# [Task instructions]
How many lines in the items below contain the string "vaulted", counting only matches in the same case? Reply with the number alone.

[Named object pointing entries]
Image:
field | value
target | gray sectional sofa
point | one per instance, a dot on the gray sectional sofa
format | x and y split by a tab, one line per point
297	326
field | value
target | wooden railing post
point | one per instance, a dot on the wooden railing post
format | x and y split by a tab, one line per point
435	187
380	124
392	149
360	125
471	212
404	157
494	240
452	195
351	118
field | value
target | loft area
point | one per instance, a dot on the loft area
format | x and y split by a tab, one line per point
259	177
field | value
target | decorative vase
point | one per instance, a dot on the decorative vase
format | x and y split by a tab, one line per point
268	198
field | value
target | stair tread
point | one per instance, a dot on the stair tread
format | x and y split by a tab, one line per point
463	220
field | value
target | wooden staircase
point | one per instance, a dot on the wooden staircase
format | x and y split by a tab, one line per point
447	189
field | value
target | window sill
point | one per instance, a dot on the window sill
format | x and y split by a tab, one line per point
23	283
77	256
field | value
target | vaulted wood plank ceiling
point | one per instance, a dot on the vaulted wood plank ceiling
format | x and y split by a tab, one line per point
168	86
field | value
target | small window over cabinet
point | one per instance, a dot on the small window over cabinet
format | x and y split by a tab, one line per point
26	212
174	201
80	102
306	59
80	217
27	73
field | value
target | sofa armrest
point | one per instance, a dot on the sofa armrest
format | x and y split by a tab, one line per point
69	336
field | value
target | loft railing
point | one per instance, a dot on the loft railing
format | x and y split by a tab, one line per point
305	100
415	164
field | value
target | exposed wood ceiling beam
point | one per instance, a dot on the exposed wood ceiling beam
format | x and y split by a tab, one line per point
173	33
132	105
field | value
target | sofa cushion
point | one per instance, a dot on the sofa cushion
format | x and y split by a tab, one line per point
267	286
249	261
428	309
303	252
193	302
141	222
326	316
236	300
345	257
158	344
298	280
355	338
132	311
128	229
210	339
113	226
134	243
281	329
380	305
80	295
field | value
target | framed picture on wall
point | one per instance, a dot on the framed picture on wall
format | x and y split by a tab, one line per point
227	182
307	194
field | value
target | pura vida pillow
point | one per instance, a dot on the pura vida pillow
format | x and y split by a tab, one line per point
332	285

# [Full solution]
2